Soal Latihan 1
Identifikasi setiap baris data yang memuat kata "statue", lalu salin baris tersebut. Perbedaan huruf besar dan kecil diperhitungkan.

Kutipan Teks

-- -- --

Secara umum, intervensi dari program ini harapannya akan memberikan dampak kepada pemulihan akses livelihood kepada masyarakat penyintas bencana di wilayah Kota Palu dan Kabupaten Sigi, terlebih khusus pada perubahan kemandirian ekonomi kepada 250 anggota masyarakat berbasis keluarga sebagai penerima manfaat langsung dan 4400 masyarakat dari 4 wilayah yang menjadi penerima manfaat tidak langsung, melalui penguatan ekonomi dari 250 Anggota masyarakat berbasis keluarga yang didampingi, analisis dampak perubahan kemandirian ekonomi dapat diukur dari perubahan pendapatan, konsumsi keluarga sebelum dan setelah 6 bulan berjalannya program. Saat ini, Yayasan Sikola Mombine telah melakukan assessment di Kabupaten Sigi (Desa Lolu dan Desa Beka) dan Kota Palu (Kel. Mamboro dan Kel. Buluri) untuk melihat sejauh mana perubahan penghasilan sebelum dan sesudah bencana (terlampir).

-- -- --

(Data pelabelan titik berbasis foto)
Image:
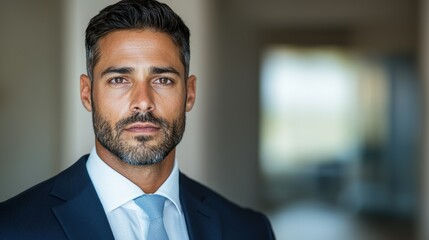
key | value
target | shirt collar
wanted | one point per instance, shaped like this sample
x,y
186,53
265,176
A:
x,y
114,190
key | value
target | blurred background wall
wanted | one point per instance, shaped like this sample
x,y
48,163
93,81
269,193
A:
x,y
366,180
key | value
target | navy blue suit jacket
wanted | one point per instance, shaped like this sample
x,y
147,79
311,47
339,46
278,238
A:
x,y
67,207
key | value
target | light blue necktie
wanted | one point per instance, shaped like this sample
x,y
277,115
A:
x,y
153,205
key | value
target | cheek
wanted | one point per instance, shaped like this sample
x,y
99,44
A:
x,y
170,106
110,107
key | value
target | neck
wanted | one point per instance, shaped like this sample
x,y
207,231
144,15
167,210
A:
x,y
149,178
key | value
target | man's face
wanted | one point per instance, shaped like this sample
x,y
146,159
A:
x,y
138,97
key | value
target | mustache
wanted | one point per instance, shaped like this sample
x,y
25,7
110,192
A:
x,y
141,117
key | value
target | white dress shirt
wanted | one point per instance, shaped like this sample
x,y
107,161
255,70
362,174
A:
x,y
127,220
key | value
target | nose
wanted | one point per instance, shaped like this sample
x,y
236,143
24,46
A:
x,y
141,99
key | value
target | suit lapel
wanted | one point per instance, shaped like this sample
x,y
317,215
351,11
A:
x,y
81,215
201,220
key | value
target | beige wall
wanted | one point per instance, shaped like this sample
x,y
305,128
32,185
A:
x,y
44,127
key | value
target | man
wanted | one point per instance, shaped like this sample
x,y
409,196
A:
x,y
138,89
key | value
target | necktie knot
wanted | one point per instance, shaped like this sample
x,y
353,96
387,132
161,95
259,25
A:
x,y
153,205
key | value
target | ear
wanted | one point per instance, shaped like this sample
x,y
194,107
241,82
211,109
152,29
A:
x,y
191,86
85,92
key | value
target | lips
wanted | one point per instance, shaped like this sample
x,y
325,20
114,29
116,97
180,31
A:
x,y
142,127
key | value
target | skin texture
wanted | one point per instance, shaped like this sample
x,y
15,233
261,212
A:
x,y
139,71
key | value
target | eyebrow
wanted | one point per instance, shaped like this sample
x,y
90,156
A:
x,y
120,70
128,70
161,70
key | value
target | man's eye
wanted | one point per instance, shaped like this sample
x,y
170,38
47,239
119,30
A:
x,y
164,81
117,80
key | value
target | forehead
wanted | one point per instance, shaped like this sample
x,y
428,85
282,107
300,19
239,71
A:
x,y
138,47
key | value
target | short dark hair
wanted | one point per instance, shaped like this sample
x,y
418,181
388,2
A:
x,y
136,14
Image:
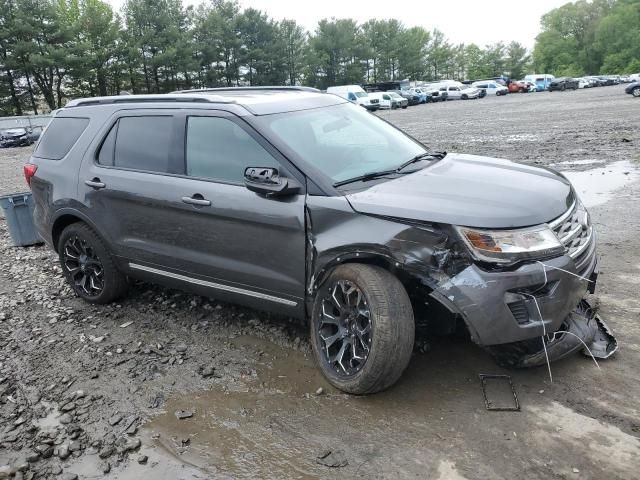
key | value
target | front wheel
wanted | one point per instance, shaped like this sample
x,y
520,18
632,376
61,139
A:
x,y
88,266
362,329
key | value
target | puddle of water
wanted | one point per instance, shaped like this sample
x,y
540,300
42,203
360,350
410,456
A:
x,y
276,426
597,186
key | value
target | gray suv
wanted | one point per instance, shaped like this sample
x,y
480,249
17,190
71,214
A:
x,y
298,202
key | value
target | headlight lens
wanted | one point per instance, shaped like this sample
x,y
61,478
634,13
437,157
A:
x,y
510,246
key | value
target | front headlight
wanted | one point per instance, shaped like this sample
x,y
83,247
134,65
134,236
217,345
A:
x,y
510,246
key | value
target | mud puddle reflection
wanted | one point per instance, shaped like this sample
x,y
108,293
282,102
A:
x,y
597,185
276,426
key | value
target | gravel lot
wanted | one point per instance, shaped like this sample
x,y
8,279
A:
x,y
97,392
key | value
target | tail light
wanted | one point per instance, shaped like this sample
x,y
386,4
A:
x,y
29,172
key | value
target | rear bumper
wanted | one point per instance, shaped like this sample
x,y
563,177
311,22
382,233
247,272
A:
x,y
498,307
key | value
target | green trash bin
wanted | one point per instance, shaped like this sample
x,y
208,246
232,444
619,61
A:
x,y
18,211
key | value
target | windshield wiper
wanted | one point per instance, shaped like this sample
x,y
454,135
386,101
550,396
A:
x,y
382,173
422,156
365,177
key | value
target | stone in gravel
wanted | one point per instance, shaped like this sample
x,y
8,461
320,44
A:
x,y
131,445
5,471
65,419
332,458
113,421
63,452
183,414
33,457
45,451
75,446
106,452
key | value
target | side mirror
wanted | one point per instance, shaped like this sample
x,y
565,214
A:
x,y
267,181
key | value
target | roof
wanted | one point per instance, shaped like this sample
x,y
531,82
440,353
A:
x,y
256,100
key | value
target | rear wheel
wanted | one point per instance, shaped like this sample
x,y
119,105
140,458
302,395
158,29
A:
x,y
88,266
362,328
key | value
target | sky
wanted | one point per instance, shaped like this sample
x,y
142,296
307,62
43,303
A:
x,y
462,21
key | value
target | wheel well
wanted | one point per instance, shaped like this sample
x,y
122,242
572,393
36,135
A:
x,y
59,225
428,312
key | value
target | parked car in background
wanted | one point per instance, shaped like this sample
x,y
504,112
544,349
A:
x,y
425,97
412,98
563,83
389,101
633,89
541,81
491,88
434,91
16,137
399,99
355,94
584,83
606,81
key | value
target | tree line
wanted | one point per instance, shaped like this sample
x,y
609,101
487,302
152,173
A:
x,y
54,50
590,37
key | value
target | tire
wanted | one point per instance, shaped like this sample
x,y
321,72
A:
x,y
102,282
388,340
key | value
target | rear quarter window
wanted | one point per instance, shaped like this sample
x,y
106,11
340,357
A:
x,y
60,136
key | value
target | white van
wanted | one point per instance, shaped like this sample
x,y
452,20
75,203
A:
x,y
355,94
491,87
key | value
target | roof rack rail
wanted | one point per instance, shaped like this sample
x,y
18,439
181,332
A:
x,y
249,89
158,98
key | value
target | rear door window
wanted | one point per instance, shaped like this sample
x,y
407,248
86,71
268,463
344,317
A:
x,y
219,149
60,136
139,143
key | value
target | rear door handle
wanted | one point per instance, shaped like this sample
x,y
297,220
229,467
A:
x,y
197,199
94,183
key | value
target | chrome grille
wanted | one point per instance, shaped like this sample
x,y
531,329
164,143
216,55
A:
x,y
574,230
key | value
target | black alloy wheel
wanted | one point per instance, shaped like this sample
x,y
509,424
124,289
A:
x,y
83,266
345,328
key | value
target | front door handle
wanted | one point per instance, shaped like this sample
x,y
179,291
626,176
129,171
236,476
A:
x,y
94,183
197,199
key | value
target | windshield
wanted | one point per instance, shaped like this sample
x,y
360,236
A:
x,y
343,141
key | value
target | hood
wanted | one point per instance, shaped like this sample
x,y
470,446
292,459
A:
x,y
472,191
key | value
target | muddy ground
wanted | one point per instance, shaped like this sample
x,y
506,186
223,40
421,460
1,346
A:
x,y
94,391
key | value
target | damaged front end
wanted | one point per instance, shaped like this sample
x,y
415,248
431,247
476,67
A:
x,y
508,308
583,330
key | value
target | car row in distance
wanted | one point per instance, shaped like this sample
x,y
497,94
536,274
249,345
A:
x,y
633,89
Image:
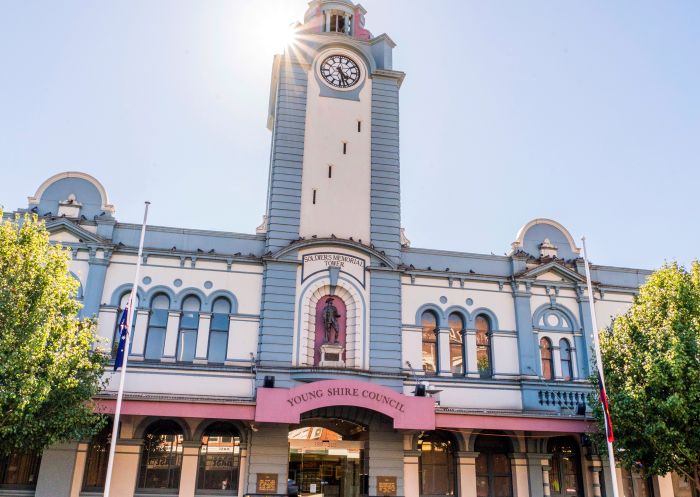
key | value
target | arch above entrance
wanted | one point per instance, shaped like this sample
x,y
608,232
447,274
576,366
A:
x,y
285,405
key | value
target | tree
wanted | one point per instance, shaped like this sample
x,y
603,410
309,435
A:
x,y
651,362
49,370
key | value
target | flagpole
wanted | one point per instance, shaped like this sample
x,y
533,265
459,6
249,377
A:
x,y
599,365
129,320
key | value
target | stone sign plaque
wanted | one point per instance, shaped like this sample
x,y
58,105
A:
x,y
266,483
386,485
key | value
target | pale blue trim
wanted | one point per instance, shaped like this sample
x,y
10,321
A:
x,y
568,315
207,306
119,292
439,314
493,320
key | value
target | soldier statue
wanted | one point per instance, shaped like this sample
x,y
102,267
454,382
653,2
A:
x,y
330,321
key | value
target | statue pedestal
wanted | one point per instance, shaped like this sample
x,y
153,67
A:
x,y
332,355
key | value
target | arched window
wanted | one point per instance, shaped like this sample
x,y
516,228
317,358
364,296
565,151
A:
x,y
117,332
437,465
19,471
635,484
218,331
493,471
189,323
565,472
483,346
429,324
456,324
567,370
219,458
546,355
157,325
96,460
161,456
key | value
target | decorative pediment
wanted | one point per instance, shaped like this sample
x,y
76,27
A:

-- -- --

Soal Latihan 2
Ubah nama "Yayasan Sikola Mombine" menjadi "Lembaga Sikola Mombine" dalam kutipan teks di atas. Tuliskan kembali bagian di antara "Secara umum, intervensi" dan "sesudah bencana (terlampir).", termasuk keduanya.

Jawaban Soal 1
target | soldier statue
target | statue pedestal

Jawaban Soal 2
Secara umum, intervensi dari program ini harapannya akan memberikan dampak kepada pemulihan akses livelihood kepada masyarakat penyintas bencana di wilayah Kota Palu dan Kabupaten Sigi, terlebih khusus pada perubahan kemandirian ekonomi kepada 250 anggota masyarakat berbasis keluarga sebagai penerima manfaat langsung dan 4400 masyarakat dari 4 wilayah yang menjadi penerima manfaat tidak langsung, melalui penguatan ekonomi dari 250 Anggota masyarakat berbasis keluarga yang didampingi, analisis dampak perubahan kemandirian ekonomi dapat diukur dari perubahan pendapatan, konsumsi keluarga sebelum dan setelah 6 bulan berjalannya program. Saat ini, Lembaga Sikola Mombine telah melakukan assessment di Kabupaten Sigi (Desa Lolu dan Desa Beka) dan Kota Palu (Kel. Mamboro dan Kel. Buluri) untuk melihat sejauh mana perubahan penghasilan sebelum dan sesudah bencana (terlampir).